(Job 1)
Offset every x,y coordinate value in the answers of the rows below by +61, and reproduce those rows with their requests included. Start with the line containing "The component shall mark one dot per instance of the forest" and continue through the end of the rows.
──────────
Chicago - A message from the station manager

The [Friday] Papers

By Steve Rhodes

UPDATED BELOW WITH TRIB EDITOR GERRY KERN’S MEMO TO STAFF REGARDING THIS WEEK’S NEW YORK TIMES STORY.
1. Maybe Rahm Emanuel’s campaign supplied the wrong address.
2.South Florida Sun-Sentinel May Move Headquarters.”
Closer to Hooter’s, presumably.


3.Obama on Giannoulias: ‘Doesn’t Shift In The Wind.'”
The pages on his calendar kind of get blown around, though.
From Rich Miller’s Capital Fax Blog:

Oh, for the love of Mike . . .
Giannoulias said he has been “absolutely, unequivocally consistent in all my statements for the last four years.
“I left day-to-day operations in 2005, and I fully left the bank about April 2006,” he said.

“Absolutely, unequivocally consistent”? Um, didn’t he tell the Tribune last week that he left the bank in May of 2006, not April, as he just told the SJ-R?
Dude, seriously, what is wrong with you?

4. Geez, this looks nicer than Wrigleyville.
5. Oct. 7 Barack Obama fundraising e-mail:
“Making change is hard. It’s what we’ve said from the beginning. And we’ve got the lumps to show for it.”
Oct. 7 New York Times story:
White House allows big firms to dodge health reforms.”
6. “State Sen. James Meeks (D-Chicago) said Thursday he will not give up his ministry of a massive South Side church if he’s elected mayor – a ‘non-negotiable’ position that could cost him the chance to become the consensus black candidate to succeed Mayor Daley,” the Sun-Times reports. “I feel that I can run my church and run the city of Chicago.”
But would he have to recuse himself from the annual mayor’s prayer breakfast?
7.City Should Track All Taxis By GPS, Inspector General Says.”
Can’t we track every TIF dollar by GPS instead?
8. “A federal judge signed off Wednesday on a $16.5 million settlement between the city of Chicago and tens of thousands of people who say they were mistreated by police while being held as suspects in crimes,” the Tribune reports.
By generally accepted accounting practices, will this deducted from the corruption fund or the stupid fund?
9.Sex-Offending Doctors Left on Honor System.”
I will avoid a Tribune Company joke here because it’s really not funny.
10. “[F]or me,” writes Andrew McIlvaine for Human Resource Executive, “what really takes the cake is this little gem, from a rewritten version of the company’s employee handbook that was apparently one of the new team’s first priorities, according to the story:
“‘Working at Tribune means accepting that you might hear a word that you, personally, might not use,’ the new handbook warned. ‘You might experience an attitude you don’t share. You might hear a joke that you don’t consider funny. That is because a loose, fun, nonlinear atmosphere is important to the creative process.’ It then added, ‘This should be understood, should not be a surprise and not considered harassment.’
“Wow – management actually went ahead and redefined harassment. Brilliant! So the obvious question is: Where was HR when this new handbook was approved and distributed to employees? How could any HR leader possibly sign off on this? For a quick answer, I checked the archives of our People section and discovered that Luis E. Lewin served as Tribune’s senior VP of corporate human resources from 2000 to 2008. In other words, Lewin (who’s currently the CHRO at Purdue University) left Tribune right as Zell and his team were in the midst of making their changes at the company. I don’t know Mr. Lewin or the actual circumstances of his departure, but I’d really like to think that it was because he would not be part of a management team that apparently had so little respect for the employees who worked there. I’d also like to think that most HR leaders would, upon failing to convince a CEO that their policies were similarly misguided, do the right thing and tender their resignation. Times may be tough, but principles are priceless.”
──────────
(Job 2)
According to the Friday Papers post, during which years did Luis E. Lewin serve as Tribune's senior VP of corporate human resources?
──────────
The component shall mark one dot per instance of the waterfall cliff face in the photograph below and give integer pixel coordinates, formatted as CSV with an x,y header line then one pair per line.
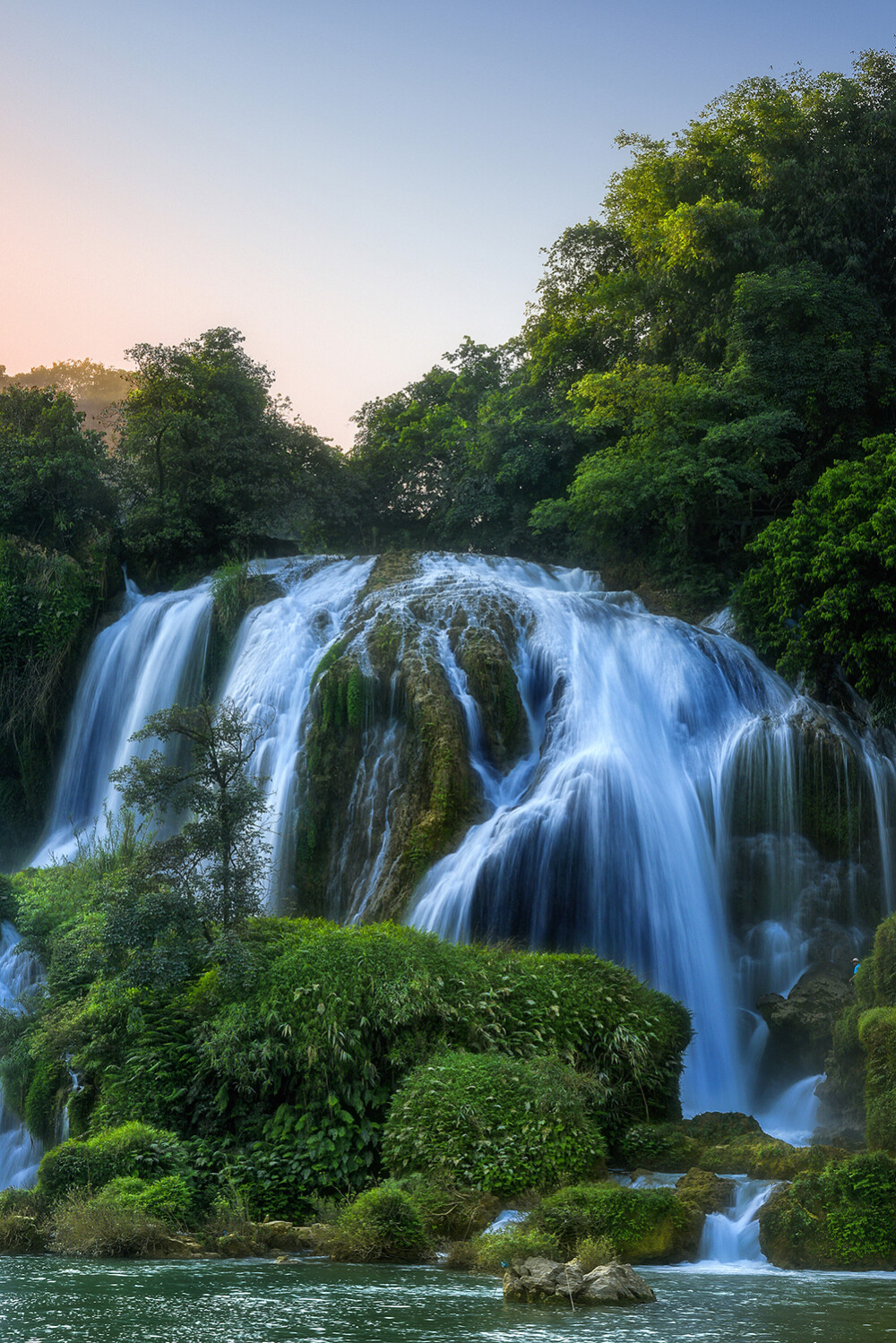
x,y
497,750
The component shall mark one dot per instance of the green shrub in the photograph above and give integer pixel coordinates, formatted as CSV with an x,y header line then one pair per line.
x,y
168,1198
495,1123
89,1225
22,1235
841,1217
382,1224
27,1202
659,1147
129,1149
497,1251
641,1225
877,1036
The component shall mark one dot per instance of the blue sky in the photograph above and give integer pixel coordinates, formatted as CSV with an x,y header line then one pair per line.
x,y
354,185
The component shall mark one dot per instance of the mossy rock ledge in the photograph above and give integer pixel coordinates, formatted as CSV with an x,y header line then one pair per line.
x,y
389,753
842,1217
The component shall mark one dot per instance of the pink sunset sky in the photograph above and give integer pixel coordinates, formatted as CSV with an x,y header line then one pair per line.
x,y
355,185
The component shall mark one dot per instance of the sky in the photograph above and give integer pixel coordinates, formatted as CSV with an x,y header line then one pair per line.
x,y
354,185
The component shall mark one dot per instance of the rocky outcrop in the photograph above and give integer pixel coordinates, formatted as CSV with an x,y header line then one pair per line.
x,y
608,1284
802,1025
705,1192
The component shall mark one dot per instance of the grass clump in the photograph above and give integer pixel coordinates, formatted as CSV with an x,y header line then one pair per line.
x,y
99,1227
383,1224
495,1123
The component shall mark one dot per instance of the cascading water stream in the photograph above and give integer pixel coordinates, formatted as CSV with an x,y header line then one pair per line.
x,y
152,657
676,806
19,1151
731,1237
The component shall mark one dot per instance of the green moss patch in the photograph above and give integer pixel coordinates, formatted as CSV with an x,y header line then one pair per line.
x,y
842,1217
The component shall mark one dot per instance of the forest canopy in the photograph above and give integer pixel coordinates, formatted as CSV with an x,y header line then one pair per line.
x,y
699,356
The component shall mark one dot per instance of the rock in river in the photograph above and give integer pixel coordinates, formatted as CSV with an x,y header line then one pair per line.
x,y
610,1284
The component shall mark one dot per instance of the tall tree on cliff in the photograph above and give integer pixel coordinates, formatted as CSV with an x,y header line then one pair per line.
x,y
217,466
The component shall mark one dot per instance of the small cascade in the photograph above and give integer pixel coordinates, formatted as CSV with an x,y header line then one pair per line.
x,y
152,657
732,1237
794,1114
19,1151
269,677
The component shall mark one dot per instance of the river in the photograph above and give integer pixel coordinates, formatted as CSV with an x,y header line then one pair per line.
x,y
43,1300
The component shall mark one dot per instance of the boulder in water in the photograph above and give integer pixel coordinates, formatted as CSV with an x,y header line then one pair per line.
──────────
(Written answer 1)
The component shall mark one dot per instance of the forest canopy in the photograph above and give integer pixel coordinates, formatted as CSV with an x,y header line then one pair per line.
x,y
760,417
The component shall mark one dot per instance of the rock in river in the photograph above and give integer pixel coordinates, formatted as CSV with an x,y header line then one pair per line.
x,y
671,1345
The component shall mark one dot per instance of the tall tree on cliff in the photograph above and give integer pixel coordinates, formatted as CSV with an x,y header line then one pair per line.
x,y
278,527
The component shall mark one dot per instance of the small cascade in the photograph above and give integer pixel coordinates, formatted as CSV with an x,y header line then one pair per line.
x,y
213,718
793,1298
855,1175
80,1212
330,738
The component shall mark one dot per instance of the river in the photograph above and give integer pixel coordinates, formatted as CSV with an x,y header line then one pair per line.
x,y
104,1361
The component shall mark one dot per instance of the boulder in water in the photograph above and give integer pixel coordinates, formatted as CSV with an x,y header line then one pair per line.

(Written answer 2)
From 2000 to 2008.